# Chilly morning



## Linda Simpson (Jan 7, 2014)

A bit frosty this morning and I'm booked for a haircut on Friday


----------



## Mazzapoo (Jul 28, 2013)

Wow, handsome boy!


----------



## 2ndhandgal (Aug 29, 2011)

Lovely photo of a gorgeous dog


----------



## fairlie (Sep 7, 2013)

My morning smile. Thank you!


----------



## JasperBlack (Sep 1, 2012)

Oh noooo, a hair cut! Gorgeous poo, stunning coat 


Sent from my iPhone using Tapatalk


----------



## Linda Simpson (Jan 7, 2014)

If he was easy to groom I would only have his fringe trimmed but he's not not since I started with a slicker brush.


----------



## DB1 (Jan 20, 2012)

ooh, if only they stayed easy to groom like that, his coat does look quite thick now.


----------



## JasperBlack (Sep 1, 2012)

Given task :: Extend the "Chilly morning" thread past its final line. The material beneath this point is separate from the "Chilly morning" thread.

Material supplied ::
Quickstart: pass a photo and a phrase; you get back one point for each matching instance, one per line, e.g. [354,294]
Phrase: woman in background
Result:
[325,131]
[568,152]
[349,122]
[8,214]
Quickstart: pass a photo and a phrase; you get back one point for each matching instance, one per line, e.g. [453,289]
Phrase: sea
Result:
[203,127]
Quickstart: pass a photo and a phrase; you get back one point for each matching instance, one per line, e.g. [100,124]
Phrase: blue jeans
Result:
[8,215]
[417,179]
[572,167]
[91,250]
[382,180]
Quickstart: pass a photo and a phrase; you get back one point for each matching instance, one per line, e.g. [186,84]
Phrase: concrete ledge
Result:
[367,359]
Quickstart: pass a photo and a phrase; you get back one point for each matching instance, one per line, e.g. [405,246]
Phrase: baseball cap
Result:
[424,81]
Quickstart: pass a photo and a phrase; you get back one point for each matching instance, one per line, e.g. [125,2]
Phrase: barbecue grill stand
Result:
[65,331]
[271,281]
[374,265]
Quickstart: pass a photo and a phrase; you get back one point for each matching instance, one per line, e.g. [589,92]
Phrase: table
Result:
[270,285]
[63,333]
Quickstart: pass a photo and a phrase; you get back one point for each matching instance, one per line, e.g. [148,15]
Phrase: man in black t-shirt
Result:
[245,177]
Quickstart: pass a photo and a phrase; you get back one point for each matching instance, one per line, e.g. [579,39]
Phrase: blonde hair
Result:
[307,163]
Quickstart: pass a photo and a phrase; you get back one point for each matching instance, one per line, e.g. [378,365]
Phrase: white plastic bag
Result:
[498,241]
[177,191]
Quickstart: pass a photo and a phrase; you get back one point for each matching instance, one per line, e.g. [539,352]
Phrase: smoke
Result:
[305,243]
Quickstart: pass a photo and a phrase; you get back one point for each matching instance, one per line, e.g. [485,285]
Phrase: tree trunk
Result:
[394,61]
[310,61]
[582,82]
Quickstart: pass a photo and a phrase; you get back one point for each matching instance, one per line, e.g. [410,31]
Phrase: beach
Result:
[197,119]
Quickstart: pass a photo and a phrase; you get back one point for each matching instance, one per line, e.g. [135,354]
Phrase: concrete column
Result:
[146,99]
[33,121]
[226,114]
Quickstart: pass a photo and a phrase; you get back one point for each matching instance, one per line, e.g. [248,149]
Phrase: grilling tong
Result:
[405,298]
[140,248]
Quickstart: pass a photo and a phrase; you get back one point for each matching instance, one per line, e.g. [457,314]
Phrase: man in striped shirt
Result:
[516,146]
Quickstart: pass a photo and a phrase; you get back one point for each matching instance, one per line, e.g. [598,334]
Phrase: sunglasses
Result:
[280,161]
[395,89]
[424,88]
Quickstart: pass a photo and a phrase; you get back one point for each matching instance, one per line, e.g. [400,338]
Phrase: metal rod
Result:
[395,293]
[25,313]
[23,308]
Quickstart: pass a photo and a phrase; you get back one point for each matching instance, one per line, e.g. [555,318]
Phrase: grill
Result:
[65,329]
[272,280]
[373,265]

The output ::
It's such ashame long coats are such high maintenance. He looks gorgeous shaggy, like a big snuggly teddy bear 


Sent from my iPhone using Tapatalk


----------



## Marzi (Sep 17, 2012)

He looks a sweetie - but he'll be happier when he can see which way his ball has gone 

Not that there is anything wrong with the hay stack look - but shorter is so much easier - they dry more quickly, they get less bits of burdock seeds, sticks and brambles caught in their fur and their slim athletic body shape is revealed. Dot looks like a haystack quite quickly and her fur felts  particularly under her ears and in her leg pits... she is very long suffering, but it is not much fun for her constantly being combed and having mats teased apart... Kiki just ends up an enormous fat looking fluff ball, her coat does not felt up in the same way but she just looks rediculously round.

The other advantage of a shorter coat is that I am sure they are more comfortable in their equafleece without long fluff and less risk of pulling hair as it goes on and comes off.


----------



## Mazzapoo (Jul 28, 2013)

I'm so glad I found this forum and learned about short grooms and equafleeces, it is the equation that keeps owners and pooch happy in our house


----------



## Mazzapoo (Jul 28, 2013)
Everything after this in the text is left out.